TASK PROMPT:
Render the lines below as a Markdown table with a Row column holding the row number and a Text column holding the line, leaving out blank lines and the pictures.

DATA SHOWN:
————————

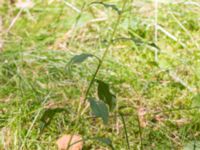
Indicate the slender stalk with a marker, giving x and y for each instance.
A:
(105, 53)
(140, 132)
(125, 130)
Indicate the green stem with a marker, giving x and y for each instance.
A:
(105, 53)
(125, 130)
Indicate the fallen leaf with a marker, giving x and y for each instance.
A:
(24, 5)
(66, 140)
(182, 121)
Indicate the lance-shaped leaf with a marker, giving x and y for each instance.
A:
(114, 7)
(105, 95)
(77, 59)
(99, 109)
(48, 116)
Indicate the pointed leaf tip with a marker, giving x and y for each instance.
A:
(99, 109)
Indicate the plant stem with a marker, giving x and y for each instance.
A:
(105, 53)
(126, 133)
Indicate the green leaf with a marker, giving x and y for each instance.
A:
(48, 116)
(105, 95)
(114, 7)
(106, 141)
(77, 59)
(99, 109)
(154, 45)
(192, 145)
(196, 101)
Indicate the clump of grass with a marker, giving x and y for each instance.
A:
(150, 65)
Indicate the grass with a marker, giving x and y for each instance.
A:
(164, 86)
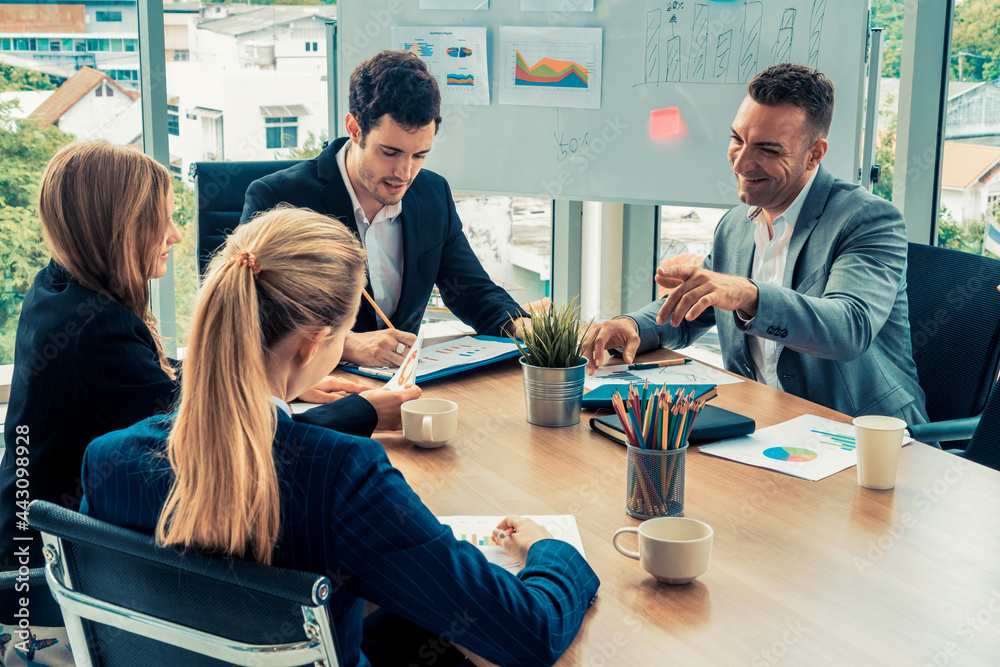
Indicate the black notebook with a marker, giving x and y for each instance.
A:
(712, 423)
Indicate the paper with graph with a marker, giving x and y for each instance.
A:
(557, 5)
(808, 446)
(692, 373)
(455, 56)
(478, 530)
(555, 67)
(468, 5)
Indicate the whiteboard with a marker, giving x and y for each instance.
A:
(694, 56)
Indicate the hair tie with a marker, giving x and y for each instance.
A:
(246, 258)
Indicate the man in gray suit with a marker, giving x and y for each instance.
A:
(806, 281)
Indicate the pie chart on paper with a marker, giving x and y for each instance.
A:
(790, 454)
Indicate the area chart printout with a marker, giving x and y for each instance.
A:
(455, 56)
(555, 67)
(809, 447)
(478, 530)
(460, 352)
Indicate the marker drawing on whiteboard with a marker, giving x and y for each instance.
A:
(698, 58)
(786, 34)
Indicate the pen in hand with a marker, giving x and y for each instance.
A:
(658, 364)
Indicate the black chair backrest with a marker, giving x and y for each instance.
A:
(42, 608)
(984, 447)
(235, 599)
(954, 328)
(220, 188)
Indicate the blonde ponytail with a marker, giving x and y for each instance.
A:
(286, 271)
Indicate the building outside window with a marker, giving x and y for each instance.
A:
(174, 123)
(282, 132)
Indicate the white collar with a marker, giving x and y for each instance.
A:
(791, 214)
(284, 407)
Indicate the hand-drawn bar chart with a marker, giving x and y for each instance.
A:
(726, 42)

————————

TASK RESPONSE:
| Row | Text |
|---|---|
| 1 | Indicate the slender stalk with a marker, giving x and y for each instance. |
| 2 | A: |
| 3 | (105, 53) |
| 4 | (140, 132) |
| 5 | (125, 130) |
| 6 | Indicate the green stem with a marker, giving x and y for each instance. |
| 7 | A: |
| 8 | (105, 53) |
| 9 | (125, 130) |
| 10 | Indicate the fallen leaf with a marker, giving x and y for each instance. |
| 11 | A: |
| 12 | (24, 5) |
| 13 | (66, 140) |
| 14 | (182, 121) |
| 15 | Indicate the lance-shaped leaf with a marker, giving x and y for each instance. |
| 16 | A: |
| 17 | (114, 7) |
| 18 | (105, 95) |
| 19 | (77, 59) |
| 20 | (99, 109) |
| 21 | (48, 116) |
| 22 | Indicate the pointed leaf tip with a marker, giving x and y for each instance. |
| 23 | A: |
| 24 | (99, 109) |
| 25 | Indicate the plant stem with a marker, giving x and y for each instance. |
| 26 | A: |
| 27 | (105, 53) |
| 28 | (126, 133) |
| 29 | Indicate the green leaf with a marker, giving x and y for each instance. |
| 30 | A: |
| 31 | (48, 116) |
| 32 | (105, 95) |
| 33 | (114, 7) |
| 34 | (106, 141) |
| 35 | (77, 59) |
| 36 | (99, 109) |
| 37 | (154, 45) |
| 38 | (192, 145) |
| 39 | (196, 101) |
| 40 | Indicate the clump of grass with a marker, giving x and y for each instance. |
| 41 | A: |
| 42 | (150, 65) |
| 43 | Indicate the grass with a marker, giving x and y for each instance. |
| 44 | A: |
| 45 | (164, 86) |
| 46 | Indicate the black notebook with a marker, giving x and y for each instance. |
| 47 | A: |
| 48 | (712, 423) |
| 49 | Indicate the paper with graph with a marker, giving x and y for each instance. |
| 50 | A: |
| 51 | (557, 5) |
| 52 | (808, 446) |
| 53 | (692, 373) |
| 54 | (455, 56) |
| 55 | (478, 530) |
| 56 | (555, 67) |
| 57 | (468, 5) |
| 58 | Indicate the whiteboard with a marker, giving x and y for each instance. |
| 59 | A: |
| 60 | (694, 56) |
| 61 | Indicate the hair tie with a marker, giving x and y for each instance. |
| 62 | A: |
| 63 | (246, 258) |
| 64 | Indicate the man in gray suit with a marker, giving x and y for each instance. |
| 65 | A: |
| 66 | (806, 281) |
| 67 | Indicate the pie chart on paper with a marker, giving x and y for each instance. |
| 68 | A: |
| 69 | (790, 454) |
| 70 | Indicate the area chart printout with a marker, giving x and y for each instance. |
| 71 | A: |
| 72 | (455, 56) |
| 73 | (555, 67) |
| 74 | (809, 447) |
| 75 | (478, 530) |
| 76 | (460, 352) |
| 77 | Indicate the marker drawing on whiteboard with a marker, giving x and y for each instance. |
| 78 | A: |
| 79 | (698, 58) |
| 80 | (786, 34) |
| 81 | Indicate the pen in hand with a marker, giving x and y for each instance. |
| 82 | A: |
| 83 | (658, 364) |
| 84 | Indicate the black chair backrest with a marker, giving x and y for each instance. |
| 85 | A: |
| 86 | (42, 608) |
| 87 | (984, 447) |
| 88 | (235, 599) |
| 89 | (954, 328) |
| 90 | (220, 188) |
| 91 | Indicate the blonde ponytail with a marker, giving x and y for each instance. |
| 92 | A: |
| 93 | (286, 271) |
| 94 | Indicate the building outside window with a marker, giving x and y for each instance. |
| 95 | A: |
| 96 | (174, 123) |
| 97 | (282, 132) |
| 98 | Indicate the white collar with a marker, giving x and y for each instance. |
| 99 | A: |
| 100 | (791, 214) |
| 101 | (284, 407) |
| 102 | Indicate the hand-drawn bar chart with a marker, giving x and y for each instance. |
| 103 | A: |
| 104 | (726, 42) |